▶ **SELECTION**:
I have started many young horses successfully. I can also maintain a finished show horse. I have not yet to had the opportunity to finish a show horse on my own. 
My current job is at Legions Industry. I am a welder. I make industrial pots and pans.
The job I had before that was in industrial maintenance at Purdue farms as maintenance mechanic. I was with them for almost two years. I have operated many different kinds of heavy equipment. I have an understanding of electrical and plumbing theory and dynamics, I can fix it and build it.
Before that I was a cook/cashier for Five Star Food Service. I was with them for almost six years.
For two summers I worked as a trail guide at a tourist attraction. Taking care of 30 horses and taking tourists around on a long and short trail ride. We also put on a show and dinner once a week.
I am a very honest and hard worker. I follow directions to the tee. I can be trusted to do what you want even when you are not supervising. I am very motivated to learn and improve myself.
I am capable on a computer to use it to keep records and documents. I built a web page for a stallion benefit breeding raffle that I put together. It was not fancy but it worked. I had all the stallions on there on their own page with their information. It also had where people could donate through Paypal on the web page. 
If you think I might fit your program give me a call. 1-706-551-4373.


----------



## raywonk (Jan 9, 2011)

Ok so dose anyone have any advice for me on how to land a good job doing what we all love?


----------



## BeauReba (Jul 2, 2008)

Your best bet is to go in and ask people if they are hiring or know anyone who is. Not all barn owners/managers have time to sit here and read forums.

You may also want to work on your written communication. That's an important part of any manager's job and you can't always depend on spell check to figure it out for you.

Dataset rows

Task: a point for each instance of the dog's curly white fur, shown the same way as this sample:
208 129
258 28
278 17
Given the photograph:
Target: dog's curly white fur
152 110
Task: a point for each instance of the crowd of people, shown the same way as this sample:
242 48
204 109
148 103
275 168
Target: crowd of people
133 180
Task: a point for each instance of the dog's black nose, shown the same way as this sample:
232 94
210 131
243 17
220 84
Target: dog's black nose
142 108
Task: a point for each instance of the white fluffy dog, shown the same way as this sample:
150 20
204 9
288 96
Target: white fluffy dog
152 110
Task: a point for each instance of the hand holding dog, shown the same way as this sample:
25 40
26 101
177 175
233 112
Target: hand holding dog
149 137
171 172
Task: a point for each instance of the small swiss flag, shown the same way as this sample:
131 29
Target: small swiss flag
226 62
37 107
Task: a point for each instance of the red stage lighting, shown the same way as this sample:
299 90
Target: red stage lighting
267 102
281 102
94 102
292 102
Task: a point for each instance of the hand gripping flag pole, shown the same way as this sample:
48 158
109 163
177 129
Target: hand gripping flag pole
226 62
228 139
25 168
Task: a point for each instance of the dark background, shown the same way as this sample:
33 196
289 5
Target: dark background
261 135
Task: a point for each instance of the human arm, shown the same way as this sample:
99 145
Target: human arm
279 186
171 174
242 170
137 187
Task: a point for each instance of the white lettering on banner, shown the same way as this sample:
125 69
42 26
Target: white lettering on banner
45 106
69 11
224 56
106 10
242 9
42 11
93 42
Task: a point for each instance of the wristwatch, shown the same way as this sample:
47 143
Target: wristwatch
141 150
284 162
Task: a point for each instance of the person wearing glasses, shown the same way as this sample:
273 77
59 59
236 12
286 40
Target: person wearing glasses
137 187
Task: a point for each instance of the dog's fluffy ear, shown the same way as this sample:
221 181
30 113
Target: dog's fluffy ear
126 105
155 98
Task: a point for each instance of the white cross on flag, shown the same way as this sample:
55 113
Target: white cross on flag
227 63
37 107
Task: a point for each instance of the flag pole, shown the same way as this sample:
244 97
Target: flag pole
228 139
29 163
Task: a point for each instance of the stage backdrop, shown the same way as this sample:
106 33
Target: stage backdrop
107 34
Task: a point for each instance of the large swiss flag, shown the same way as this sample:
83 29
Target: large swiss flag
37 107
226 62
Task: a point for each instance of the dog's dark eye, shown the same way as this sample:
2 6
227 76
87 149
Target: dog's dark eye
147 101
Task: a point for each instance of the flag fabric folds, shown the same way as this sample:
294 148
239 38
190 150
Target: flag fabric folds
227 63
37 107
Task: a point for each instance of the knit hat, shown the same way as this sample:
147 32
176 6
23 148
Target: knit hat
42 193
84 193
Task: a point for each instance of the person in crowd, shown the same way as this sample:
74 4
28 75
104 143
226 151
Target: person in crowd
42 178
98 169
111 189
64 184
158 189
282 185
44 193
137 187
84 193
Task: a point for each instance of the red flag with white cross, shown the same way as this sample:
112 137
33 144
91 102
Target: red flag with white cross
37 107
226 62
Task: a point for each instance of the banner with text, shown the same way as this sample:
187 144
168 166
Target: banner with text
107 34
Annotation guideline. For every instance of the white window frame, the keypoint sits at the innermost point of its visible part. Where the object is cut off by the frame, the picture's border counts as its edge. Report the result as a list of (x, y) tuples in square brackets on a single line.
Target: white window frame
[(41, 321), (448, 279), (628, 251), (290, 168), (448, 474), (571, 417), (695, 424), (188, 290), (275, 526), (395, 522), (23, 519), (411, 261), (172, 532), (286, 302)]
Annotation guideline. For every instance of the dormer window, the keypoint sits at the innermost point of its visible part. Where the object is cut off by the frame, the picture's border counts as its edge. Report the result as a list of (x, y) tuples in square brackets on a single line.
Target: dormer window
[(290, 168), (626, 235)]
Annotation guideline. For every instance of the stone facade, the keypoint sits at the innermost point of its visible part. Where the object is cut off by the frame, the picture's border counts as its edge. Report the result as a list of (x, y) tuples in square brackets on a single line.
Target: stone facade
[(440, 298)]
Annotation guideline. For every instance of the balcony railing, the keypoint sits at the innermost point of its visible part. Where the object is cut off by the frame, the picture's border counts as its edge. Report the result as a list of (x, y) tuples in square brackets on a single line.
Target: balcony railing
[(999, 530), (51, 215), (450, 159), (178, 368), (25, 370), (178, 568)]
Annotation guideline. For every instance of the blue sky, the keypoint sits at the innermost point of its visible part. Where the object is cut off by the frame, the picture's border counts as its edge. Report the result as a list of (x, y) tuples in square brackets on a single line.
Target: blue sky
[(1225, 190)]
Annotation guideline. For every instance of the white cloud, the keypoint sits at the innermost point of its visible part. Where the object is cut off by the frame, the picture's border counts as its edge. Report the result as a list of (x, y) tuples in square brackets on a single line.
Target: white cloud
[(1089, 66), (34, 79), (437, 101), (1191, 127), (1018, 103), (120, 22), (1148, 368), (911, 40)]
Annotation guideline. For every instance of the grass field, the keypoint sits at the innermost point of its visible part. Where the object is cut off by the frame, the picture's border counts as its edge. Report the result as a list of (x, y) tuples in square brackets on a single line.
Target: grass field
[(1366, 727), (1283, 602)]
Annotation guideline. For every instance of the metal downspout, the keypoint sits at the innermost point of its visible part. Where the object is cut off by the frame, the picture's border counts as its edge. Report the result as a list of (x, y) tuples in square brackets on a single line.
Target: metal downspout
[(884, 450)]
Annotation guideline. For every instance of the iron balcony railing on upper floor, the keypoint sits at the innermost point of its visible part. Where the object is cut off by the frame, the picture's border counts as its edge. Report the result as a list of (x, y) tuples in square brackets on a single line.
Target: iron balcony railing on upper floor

▶ **WORK INSTRUCTIONS**:
(a) Answer these questions about the forum thread:
(i) For how long did the writer work for Five Star Food Service?
(ii) How many horses did the writer care for while working as a trail guide?
(iii) What does BeauReba suggest the writer work on?
(b) Set down word for word the part of the forum thread from "## raywonk (Jan" up to and including "and read forums.".

▶ **RESULTS OF THE EXERCISE**:
(a)
(i) Almost six years.
(ii) 30.
(iii) Written communication.

(b)
## raywonk (Jan 9, 2011)

Ok so dose anyone have any advice for me on how to land a good job doing what we all love?


----------



## BeauReba (Jul 2, 2008)

Your best bet is to go in and ask people if they are hiring or know anyone who is. Not all barn owners/managers have time to sit here and read forums.